Stated problem — Rewrite the material below, changing every "rocky outcrop" to "rock formation" and leaving everything else as it is.

__________

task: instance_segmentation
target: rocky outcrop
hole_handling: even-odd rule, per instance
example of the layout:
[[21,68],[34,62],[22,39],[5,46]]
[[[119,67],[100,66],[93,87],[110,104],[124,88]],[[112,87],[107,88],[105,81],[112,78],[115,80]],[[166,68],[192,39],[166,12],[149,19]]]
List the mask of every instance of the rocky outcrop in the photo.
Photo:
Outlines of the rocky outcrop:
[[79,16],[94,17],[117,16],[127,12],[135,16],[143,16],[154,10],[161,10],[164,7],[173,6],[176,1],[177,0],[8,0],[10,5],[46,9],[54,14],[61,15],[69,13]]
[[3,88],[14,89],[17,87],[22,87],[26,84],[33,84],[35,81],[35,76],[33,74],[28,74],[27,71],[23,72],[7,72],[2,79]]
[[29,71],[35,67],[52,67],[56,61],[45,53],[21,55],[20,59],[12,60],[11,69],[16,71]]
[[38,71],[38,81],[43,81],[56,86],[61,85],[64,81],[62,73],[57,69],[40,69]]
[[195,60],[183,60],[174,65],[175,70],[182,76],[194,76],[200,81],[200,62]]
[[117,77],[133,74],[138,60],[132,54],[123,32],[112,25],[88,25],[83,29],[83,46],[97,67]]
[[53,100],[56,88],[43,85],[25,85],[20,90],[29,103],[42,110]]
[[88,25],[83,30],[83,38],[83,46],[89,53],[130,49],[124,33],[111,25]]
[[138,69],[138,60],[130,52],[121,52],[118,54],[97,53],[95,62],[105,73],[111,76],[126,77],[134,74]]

__________

Reply to the task —
task: instance_segmentation
target: rock formation
hole_handling: even-odd rule, per instance
example of the layout:
[[21,68],[34,62],[22,39],[5,46]]
[[[119,67],[100,66],[93,87],[110,104],[124,88]],[[112,87],[107,88],[105,81],[112,78],[115,80]],[[166,68],[192,39],[166,12],[149,19]]]
List the mask of every instance of the rock formation in the photo.
Photo:
Outlines of the rock formation:
[[79,16],[94,17],[117,16],[127,12],[135,16],[143,16],[154,10],[161,10],[164,7],[173,6],[176,1],[177,0],[8,0],[10,5],[46,9],[54,14],[61,15],[69,13]]
[[3,88],[14,89],[17,87],[22,87],[26,84],[33,84],[35,81],[35,76],[33,74],[28,74],[27,71],[23,72],[7,72],[2,79]]
[[29,71],[35,67],[52,67],[56,61],[45,53],[21,55],[20,59],[12,60],[11,69],[16,71]]
[[38,71],[38,81],[43,81],[56,86],[61,85],[64,81],[62,73],[57,69],[40,69]]
[[195,60],[183,60],[174,65],[175,70],[182,76],[194,76],[200,81],[200,62]]
[[117,77],[133,74],[138,60],[132,54],[123,32],[112,25],[88,25],[83,29],[83,46],[97,67]]
[[53,100],[56,88],[43,85],[25,85],[20,90],[29,103],[42,110]]
[[88,25],[83,30],[83,38],[83,46],[89,53],[130,49],[124,33],[111,25]]
[[138,69],[138,60],[130,52],[121,52],[118,54],[97,53],[95,62],[105,73],[111,76],[126,77],[134,74]]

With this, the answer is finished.